_Exercise requirements_
Check every line of the data below for the string "hood", and copy the ones that hold it.

_Materials provided_

········

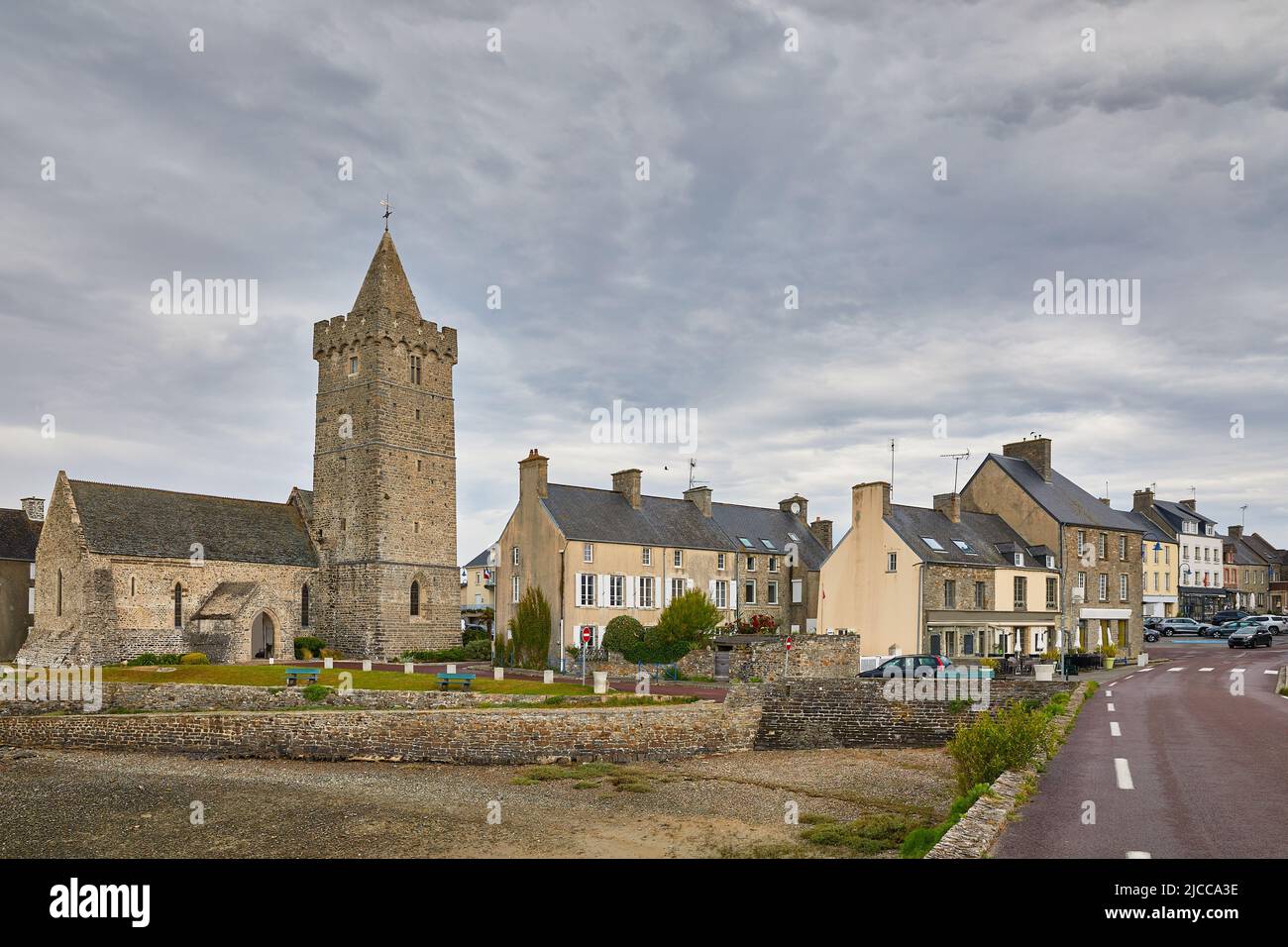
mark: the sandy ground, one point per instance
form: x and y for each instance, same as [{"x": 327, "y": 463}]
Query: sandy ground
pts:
[{"x": 125, "y": 805}]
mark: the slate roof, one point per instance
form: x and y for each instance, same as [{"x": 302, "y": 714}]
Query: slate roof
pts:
[
  {"x": 1175, "y": 514},
  {"x": 226, "y": 600},
  {"x": 18, "y": 536},
  {"x": 988, "y": 534},
  {"x": 1061, "y": 497},
  {"x": 159, "y": 523},
  {"x": 1243, "y": 553},
  {"x": 758, "y": 523},
  {"x": 604, "y": 515}
]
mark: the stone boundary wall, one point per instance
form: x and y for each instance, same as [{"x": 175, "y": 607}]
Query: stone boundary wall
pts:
[
  {"x": 977, "y": 831},
  {"x": 201, "y": 697},
  {"x": 497, "y": 736},
  {"x": 818, "y": 714}
]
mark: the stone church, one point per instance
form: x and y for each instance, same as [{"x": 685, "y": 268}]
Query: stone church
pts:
[{"x": 366, "y": 561}]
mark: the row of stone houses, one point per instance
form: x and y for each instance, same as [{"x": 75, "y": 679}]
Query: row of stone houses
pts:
[{"x": 1020, "y": 560}]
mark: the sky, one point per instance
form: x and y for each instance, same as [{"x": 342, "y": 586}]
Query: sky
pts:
[{"x": 911, "y": 169}]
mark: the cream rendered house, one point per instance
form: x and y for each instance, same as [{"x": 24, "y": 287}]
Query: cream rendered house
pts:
[
  {"x": 944, "y": 581},
  {"x": 600, "y": 553}
]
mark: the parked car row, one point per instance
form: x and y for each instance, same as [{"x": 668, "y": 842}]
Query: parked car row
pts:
[{"x": 1222, "y": 625}]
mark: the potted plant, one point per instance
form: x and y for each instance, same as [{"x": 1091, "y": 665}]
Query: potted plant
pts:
[{"x": 1044, "y": 669}]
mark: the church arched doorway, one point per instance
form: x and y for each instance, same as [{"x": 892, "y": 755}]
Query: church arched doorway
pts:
[{"x": 262, "y": 635}]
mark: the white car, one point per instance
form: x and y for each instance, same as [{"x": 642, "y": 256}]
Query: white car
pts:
[{"x": 1276, "y": 624}]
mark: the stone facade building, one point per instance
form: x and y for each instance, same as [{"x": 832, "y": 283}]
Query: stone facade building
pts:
[
  {"x": 1096, "y": 548},
  {"x": 600, "y": 553},
  {"x": 20, "y": 532},
  {"x": 365, "y": 561}
]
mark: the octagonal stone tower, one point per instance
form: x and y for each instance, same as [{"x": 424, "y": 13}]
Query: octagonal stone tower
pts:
[{"x": 384, "y": 472}]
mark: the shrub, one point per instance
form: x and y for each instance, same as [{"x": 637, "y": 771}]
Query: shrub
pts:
[
  {"x": 622, "y": 635},
  {"x": 308, "y": 647},
  {"x": 1003, "y": 740},
  {"x": 529, "y": 630}
]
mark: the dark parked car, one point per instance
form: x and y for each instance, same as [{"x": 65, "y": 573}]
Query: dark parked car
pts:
[
  {"x": 1229, "y": 615},
  {"x": 1248, "y": 634},
  {"x": 1181, "y": 626},
  {"x": 910, "y": 667}
]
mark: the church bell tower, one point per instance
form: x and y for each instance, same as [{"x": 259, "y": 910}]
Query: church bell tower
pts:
[{"x": 384, "y": 472}]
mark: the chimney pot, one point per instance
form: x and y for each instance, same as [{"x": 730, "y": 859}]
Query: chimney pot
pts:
[
  {"x": 949, "y": 505},
  {"x": 1037, "y": 451},
  {"x": 699, "y": 497},
  {"x": 627, "y": 483}
]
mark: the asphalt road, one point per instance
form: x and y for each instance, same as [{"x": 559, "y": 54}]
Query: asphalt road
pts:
[{"x": 1173, "y": 762}]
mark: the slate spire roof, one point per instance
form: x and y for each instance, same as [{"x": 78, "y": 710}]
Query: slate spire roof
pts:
[{"x": 385, "y": 285}]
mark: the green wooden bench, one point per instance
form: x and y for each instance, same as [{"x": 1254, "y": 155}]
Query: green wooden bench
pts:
[{"x": 445, "y": 681}]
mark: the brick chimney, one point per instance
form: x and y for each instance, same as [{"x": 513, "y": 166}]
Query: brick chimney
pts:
[
  {"x": 699, "y": 497},
  {"x": 951, "y": 505},
  {"x": 532, "y": 474},
  {"x": 1035, "y": 450},
  {"x": 822, "y": 530},
  {"x": 874, "y": 497},
  {"x": 627, "y": 483},
  {"x": 802, "y": 510}
]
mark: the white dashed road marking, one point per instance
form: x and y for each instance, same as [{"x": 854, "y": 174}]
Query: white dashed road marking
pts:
[{"x": 1124, "y": 774}]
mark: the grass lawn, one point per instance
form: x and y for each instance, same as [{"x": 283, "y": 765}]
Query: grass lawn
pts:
[{"x": 274, "y": 676}]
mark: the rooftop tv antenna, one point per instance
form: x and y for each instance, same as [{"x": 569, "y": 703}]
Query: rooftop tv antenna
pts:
[{"x": 957, "y": 460}]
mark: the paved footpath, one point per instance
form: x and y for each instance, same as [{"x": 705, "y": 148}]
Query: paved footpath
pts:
[{"x": 1175, "y": 764}]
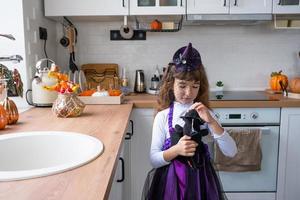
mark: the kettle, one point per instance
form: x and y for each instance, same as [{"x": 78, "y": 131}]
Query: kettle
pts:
[
  {"x": 40, "y": 96},
  {"x": 139, "y": 85}
]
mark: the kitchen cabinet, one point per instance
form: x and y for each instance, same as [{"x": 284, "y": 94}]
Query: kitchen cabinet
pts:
[
  {"x": 140, "y": 149},
  {"x": 157, "y": 7},
  {"x": 229, "y": 6},
  {"x": 86, "y": 8},
  {"x": 289, "y": 159},
  {"x": 286, "y": 6},
  {"x": 121, "y": 181}
]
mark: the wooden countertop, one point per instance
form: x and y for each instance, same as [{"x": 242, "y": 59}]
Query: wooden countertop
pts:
[
  {"x": 89, "y": 182},
  {"x": 276, "y": 100}
]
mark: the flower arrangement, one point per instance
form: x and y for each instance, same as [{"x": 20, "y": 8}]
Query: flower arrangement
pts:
[
  {"x": 67, "y": 104},
  {"x": 63, "y": 84}
]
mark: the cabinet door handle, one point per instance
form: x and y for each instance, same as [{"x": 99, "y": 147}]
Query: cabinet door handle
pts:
[
  {"x": 235, "y": 3},
  {"x": 279, "y": 2},
  {"x": 128, "y": 135},
  {"x": 123, "y": 171}
]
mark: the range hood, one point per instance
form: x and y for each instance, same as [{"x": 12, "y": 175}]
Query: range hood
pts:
[{"x": 194, "y": 19}]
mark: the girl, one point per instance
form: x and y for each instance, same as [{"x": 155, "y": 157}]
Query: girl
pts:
[{"x": 184, "y": 87}]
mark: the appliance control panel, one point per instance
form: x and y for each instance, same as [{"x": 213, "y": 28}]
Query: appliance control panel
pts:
[{"x": 247, "y": 115}]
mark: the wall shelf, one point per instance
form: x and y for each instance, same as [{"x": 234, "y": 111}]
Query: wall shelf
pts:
[{"x": 144, "y": 23}]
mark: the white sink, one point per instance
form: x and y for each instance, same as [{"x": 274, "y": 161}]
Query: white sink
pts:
[{"x": 27, "y": 155}]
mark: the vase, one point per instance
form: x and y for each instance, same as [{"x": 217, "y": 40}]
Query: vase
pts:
[{"x": 67, "y": 105}]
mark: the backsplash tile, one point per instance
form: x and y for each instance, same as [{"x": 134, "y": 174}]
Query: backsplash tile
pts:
[{"x": 241, "y": 56}]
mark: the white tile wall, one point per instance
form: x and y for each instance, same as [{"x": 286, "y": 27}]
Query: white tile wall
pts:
[{"x": 241, "y": 56}]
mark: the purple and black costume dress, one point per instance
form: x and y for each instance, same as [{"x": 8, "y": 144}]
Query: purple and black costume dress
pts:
[{"x": 180, "y": 181}]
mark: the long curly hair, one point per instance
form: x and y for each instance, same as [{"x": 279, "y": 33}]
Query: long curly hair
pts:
[{"x": 166, "y": 95}]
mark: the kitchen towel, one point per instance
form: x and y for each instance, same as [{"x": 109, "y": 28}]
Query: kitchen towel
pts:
[{"x": 249, "y": 155}]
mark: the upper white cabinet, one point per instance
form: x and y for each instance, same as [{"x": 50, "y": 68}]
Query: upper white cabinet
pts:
[
  {"x": 86, "y": 7},
  {"x": 229, "y": 6},
  {"x": 286, "y": 6},
  {"x": 157, "y": 7}
]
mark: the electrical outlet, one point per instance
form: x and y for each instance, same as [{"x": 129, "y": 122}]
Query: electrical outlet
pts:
[
  {"x": 137, "y": 35},
  {"x": 43, "y": 33}
]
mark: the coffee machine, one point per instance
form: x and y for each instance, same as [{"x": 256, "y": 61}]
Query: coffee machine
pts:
[{"x": 139, "y": 85}]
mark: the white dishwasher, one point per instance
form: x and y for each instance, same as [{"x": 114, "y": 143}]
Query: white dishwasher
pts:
[{"x": 261, "y": 184}]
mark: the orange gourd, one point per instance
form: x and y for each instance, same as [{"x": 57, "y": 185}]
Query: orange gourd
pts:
[
  {"x": 3, "y": 118},
  {"x": 276, "y": 77},
  {"x": 156, "y": 25},
  {"x": 295, "y": 85}
]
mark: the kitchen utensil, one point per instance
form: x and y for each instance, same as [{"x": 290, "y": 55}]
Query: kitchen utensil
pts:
[
  {"x": 40, "y": 96},
  {"x": 71, "y": 34},
  {"x": 76, "y": 77},
  {"x": 82, "y": 81},
  {"x": 126, "y": 31},
  {"x": 139, "y": 85}
]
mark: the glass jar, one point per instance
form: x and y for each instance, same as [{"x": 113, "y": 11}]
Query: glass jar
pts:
[
  {"x": 3, "y": 89},
  {"x": 67, "y": 105}
]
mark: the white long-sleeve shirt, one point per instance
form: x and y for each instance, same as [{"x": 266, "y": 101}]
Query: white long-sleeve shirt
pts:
[{"x": 160, "y": 133}]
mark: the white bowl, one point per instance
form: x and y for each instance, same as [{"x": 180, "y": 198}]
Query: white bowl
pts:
[{"x": 27, "y": 155}]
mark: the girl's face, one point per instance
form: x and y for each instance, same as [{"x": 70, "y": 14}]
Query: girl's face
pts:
[{"x": 185, "y": 91}]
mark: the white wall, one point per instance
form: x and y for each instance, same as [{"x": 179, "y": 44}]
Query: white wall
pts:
[
  {"x": 33, "y": 19},
  {"x": 242, "y": 56},
  {"x": 11, "y": 22},
  {"x": 22, "y": 19}
]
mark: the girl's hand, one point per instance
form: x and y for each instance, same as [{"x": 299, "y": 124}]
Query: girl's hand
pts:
[
  {"x": 186, "y": 146},
  {"x": 203, "y": 112}
]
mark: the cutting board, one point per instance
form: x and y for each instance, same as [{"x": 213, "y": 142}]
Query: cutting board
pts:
[{"x": 103, "y": 74}]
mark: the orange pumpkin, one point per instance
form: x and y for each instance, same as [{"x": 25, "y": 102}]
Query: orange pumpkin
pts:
[
  {"x": 276, "y": 77},
  {"x": 3, "y": 118},
  {"x": 156, "y": 25},
  {"x": 295, "y": 85},
  {"x": 11, "y": 109}
]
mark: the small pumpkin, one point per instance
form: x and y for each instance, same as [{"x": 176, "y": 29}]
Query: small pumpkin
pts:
[
  {"x": 295, "y": 85},
  {"x": 3, "y": 118},
  {"x": 276, "y": 77},
  {"x": 11, "y": 111},
  {"x": 156, "y": 25}
]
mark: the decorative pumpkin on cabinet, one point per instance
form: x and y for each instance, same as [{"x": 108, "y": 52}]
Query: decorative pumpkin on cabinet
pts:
[
  {"x": 276, "y": 77},
  {"x": 295, "y": 85},
  {"x": 11, "y": 109},
  {"x": 3, "y": 118}
]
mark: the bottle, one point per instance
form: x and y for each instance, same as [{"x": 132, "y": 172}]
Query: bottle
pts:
[
  {"x": 124, "y": 82},
  {"x": 124, "y": 79},
  {"x": 154, "y": 82}
]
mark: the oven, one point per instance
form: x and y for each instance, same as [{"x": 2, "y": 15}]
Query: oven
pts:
[{"x": 261, "y": 184}]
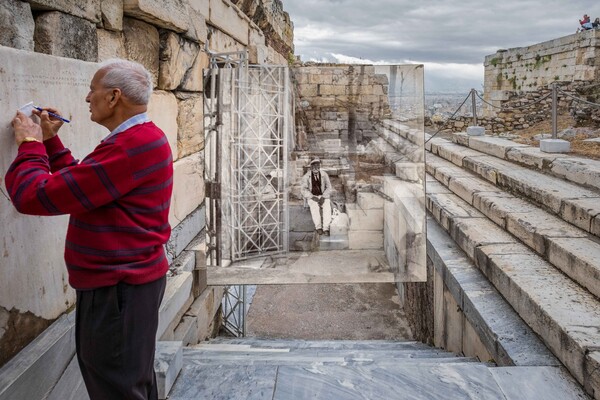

········

_Written solution_
mark: the range hood, one point per instance
Query: range hood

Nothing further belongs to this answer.